Return the data below verbatim, from its first line through the line containing "[(382, 340)]", including that line.

Data entries
================

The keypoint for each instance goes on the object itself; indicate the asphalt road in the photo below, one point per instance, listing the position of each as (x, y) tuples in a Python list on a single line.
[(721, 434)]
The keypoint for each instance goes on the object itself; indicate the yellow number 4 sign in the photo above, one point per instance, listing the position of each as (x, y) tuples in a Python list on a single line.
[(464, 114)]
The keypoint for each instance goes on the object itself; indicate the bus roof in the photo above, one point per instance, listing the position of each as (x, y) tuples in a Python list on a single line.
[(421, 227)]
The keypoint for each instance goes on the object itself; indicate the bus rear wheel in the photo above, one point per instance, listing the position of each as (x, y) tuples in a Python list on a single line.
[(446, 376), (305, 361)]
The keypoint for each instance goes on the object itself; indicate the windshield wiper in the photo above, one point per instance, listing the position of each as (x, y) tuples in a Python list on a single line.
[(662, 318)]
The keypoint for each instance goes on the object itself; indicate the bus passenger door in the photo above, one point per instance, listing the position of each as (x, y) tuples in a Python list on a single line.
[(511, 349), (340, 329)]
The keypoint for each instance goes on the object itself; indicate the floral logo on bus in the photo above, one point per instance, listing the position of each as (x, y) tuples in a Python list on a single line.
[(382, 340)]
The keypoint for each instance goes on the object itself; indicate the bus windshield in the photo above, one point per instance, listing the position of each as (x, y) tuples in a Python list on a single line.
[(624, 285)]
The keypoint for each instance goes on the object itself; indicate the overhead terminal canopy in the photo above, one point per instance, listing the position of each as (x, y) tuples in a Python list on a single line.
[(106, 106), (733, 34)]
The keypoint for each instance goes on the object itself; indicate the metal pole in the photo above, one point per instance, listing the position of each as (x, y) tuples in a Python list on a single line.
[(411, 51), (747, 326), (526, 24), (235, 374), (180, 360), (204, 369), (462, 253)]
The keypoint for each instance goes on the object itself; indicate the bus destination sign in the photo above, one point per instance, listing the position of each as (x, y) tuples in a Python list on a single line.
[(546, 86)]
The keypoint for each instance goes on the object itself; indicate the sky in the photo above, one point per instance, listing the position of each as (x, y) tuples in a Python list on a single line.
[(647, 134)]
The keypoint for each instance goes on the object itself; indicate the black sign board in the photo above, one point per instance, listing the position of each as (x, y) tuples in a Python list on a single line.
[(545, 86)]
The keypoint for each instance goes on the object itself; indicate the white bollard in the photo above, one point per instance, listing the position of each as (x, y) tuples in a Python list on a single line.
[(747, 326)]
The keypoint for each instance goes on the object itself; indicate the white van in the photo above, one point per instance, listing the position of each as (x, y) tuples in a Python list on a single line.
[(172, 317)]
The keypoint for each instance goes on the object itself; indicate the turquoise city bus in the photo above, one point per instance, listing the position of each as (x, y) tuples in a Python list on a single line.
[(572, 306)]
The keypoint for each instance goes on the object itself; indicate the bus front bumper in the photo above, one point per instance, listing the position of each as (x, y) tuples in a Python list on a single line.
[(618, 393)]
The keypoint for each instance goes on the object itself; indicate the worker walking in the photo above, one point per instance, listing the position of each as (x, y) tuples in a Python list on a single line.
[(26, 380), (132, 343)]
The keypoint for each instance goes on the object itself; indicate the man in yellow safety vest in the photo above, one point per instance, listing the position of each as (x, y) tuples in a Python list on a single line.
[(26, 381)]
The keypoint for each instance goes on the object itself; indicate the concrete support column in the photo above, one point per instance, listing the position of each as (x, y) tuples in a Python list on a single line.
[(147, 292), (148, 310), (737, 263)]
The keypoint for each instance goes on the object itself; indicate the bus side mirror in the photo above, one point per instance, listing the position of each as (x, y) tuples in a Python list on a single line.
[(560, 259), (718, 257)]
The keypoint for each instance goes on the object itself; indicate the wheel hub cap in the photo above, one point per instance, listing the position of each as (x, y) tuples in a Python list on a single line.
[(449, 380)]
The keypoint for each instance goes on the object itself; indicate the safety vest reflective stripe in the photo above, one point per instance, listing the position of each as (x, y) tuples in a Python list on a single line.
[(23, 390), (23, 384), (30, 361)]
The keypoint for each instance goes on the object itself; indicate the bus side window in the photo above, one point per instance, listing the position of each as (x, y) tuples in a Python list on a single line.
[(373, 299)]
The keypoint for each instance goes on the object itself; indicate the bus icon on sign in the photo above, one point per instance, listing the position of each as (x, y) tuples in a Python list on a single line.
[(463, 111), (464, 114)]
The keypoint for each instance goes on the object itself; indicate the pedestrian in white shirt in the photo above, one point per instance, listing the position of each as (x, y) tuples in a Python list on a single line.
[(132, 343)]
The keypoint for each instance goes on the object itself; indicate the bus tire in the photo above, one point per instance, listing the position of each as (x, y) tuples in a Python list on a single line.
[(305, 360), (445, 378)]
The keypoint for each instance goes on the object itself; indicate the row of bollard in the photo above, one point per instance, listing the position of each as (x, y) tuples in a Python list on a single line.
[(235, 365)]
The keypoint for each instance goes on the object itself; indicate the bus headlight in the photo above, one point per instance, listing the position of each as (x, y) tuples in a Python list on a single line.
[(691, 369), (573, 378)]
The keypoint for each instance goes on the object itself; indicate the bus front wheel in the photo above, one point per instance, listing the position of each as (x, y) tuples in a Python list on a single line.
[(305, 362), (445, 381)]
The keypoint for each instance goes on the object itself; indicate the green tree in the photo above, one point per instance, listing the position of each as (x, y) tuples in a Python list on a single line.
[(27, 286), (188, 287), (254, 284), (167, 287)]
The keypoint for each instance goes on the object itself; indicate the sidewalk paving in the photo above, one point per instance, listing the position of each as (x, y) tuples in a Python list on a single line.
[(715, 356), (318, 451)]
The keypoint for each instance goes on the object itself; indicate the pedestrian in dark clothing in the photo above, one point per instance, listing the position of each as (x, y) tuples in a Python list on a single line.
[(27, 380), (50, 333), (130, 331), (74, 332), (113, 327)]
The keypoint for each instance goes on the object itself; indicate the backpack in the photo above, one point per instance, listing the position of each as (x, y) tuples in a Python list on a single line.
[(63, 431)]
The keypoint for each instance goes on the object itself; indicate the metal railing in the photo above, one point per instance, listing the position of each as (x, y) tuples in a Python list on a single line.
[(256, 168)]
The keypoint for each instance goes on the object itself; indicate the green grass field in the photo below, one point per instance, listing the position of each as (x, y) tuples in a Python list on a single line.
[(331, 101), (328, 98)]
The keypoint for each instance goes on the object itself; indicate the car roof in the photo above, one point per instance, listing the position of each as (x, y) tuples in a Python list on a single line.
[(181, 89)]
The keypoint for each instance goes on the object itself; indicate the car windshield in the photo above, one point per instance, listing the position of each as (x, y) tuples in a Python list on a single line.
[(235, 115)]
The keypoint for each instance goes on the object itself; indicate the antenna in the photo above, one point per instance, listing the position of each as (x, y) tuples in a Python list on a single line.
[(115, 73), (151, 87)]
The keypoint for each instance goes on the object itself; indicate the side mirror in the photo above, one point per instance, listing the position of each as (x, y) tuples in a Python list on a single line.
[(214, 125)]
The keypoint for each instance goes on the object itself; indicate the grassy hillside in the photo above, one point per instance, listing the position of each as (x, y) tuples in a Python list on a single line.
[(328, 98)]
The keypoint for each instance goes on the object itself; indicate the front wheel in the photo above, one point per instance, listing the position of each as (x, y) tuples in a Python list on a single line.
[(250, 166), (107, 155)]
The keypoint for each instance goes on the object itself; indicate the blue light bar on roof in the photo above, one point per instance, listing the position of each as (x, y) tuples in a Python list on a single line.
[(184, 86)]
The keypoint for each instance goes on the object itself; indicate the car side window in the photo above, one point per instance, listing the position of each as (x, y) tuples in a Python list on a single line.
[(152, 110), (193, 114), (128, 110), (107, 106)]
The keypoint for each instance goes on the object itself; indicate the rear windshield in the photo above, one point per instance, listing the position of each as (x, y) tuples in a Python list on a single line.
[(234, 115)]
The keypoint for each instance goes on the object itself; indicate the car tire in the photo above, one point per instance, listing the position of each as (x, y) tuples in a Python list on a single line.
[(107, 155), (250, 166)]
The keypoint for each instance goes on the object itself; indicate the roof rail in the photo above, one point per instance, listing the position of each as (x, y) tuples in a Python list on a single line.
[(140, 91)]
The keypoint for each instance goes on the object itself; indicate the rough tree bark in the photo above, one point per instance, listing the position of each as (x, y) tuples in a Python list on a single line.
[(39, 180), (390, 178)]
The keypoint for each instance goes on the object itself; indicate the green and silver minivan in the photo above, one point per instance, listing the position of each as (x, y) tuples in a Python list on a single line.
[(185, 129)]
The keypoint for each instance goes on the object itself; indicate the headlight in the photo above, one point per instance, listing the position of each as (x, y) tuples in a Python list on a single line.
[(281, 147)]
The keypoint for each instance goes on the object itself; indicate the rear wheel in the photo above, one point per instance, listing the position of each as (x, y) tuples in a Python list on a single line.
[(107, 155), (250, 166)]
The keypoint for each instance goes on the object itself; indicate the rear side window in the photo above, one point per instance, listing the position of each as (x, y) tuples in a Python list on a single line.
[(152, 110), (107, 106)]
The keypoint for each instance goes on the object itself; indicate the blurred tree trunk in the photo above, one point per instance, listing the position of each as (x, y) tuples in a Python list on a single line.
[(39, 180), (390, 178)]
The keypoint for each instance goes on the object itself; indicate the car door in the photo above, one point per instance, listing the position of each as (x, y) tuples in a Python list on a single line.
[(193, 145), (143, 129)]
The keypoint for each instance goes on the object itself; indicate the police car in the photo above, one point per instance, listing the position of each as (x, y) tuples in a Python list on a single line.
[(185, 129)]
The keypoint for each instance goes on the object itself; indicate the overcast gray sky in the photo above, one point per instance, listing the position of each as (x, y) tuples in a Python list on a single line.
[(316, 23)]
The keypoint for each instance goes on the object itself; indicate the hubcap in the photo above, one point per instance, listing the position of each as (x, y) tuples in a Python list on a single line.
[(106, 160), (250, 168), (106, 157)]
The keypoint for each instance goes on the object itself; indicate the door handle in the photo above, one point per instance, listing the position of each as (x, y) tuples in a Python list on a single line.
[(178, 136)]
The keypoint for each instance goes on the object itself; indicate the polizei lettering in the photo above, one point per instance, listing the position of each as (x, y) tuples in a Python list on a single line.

================

§ EXERCISE RESPONSE:
The keypoint for each instance goes on the object itself; indicate the asphalt road in the photo below, one point per instance, listing the position of each as (x, y) tuples in a Python list on a single line.
[(721, 434)]
The keypoint for each instance goes on the object itself; indicate the yellow number 4 sign in the photo above, one point per instance, listing the position of each as (x, y) tuples in a Python list on a single line.
[(464, 114)]
The keypoint for each instance goes on the object itself; indicate the bus roof in the photo above, one point per instance, listing the position of each as (x, y) tuples in a Python list on a single line.
[(421, 227)]
The keypoint for each instance goes on the object itself; indicate the bus rear wheel in the photo above, one point per instance, listing the position of each as (x, y) tuples in a Python list on a single line.
[(446, 376), (305, 361)]
The keypoint for each instance goes on the object itself; indicate the windshield wiper in the photo above, one point per instance, listing the position of each as (x, y) tuples in a Python list on a single line.
[(662, 318)]
The keypoint for each instance goes on the object itself; indicate the bus passenger door in the photo above, one point per instance, listing the position of each as (x, y) tuples in a Python list on a single line.
[(511, 349), (340, 329)]
The keypoint for each instance goes on the object itself; indicate the floral logo on bus in the photo above, one point per instance, listing the position of each as (x, y) tuples in a Python list on a single line.
[(382, 340)]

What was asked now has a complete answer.